— GOAL OF THE EXERCISE —
Which lines of the data include the string "door"? List them all.

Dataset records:
⁂

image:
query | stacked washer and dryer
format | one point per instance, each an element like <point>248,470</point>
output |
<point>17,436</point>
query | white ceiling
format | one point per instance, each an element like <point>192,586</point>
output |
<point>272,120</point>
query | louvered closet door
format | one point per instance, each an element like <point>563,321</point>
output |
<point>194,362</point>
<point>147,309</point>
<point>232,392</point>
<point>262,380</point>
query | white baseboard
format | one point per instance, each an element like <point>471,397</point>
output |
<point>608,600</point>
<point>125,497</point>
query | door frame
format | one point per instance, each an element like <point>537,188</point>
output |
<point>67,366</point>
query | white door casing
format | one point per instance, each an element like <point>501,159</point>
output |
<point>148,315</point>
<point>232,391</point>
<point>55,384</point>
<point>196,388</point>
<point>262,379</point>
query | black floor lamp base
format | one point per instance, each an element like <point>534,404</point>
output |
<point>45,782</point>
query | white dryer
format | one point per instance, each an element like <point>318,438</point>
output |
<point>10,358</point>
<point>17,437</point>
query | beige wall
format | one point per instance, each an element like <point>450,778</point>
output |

⁂

— SOLUTION TO THE EXERCISE —
query | louvered closet door
query | door frame
query | white door casing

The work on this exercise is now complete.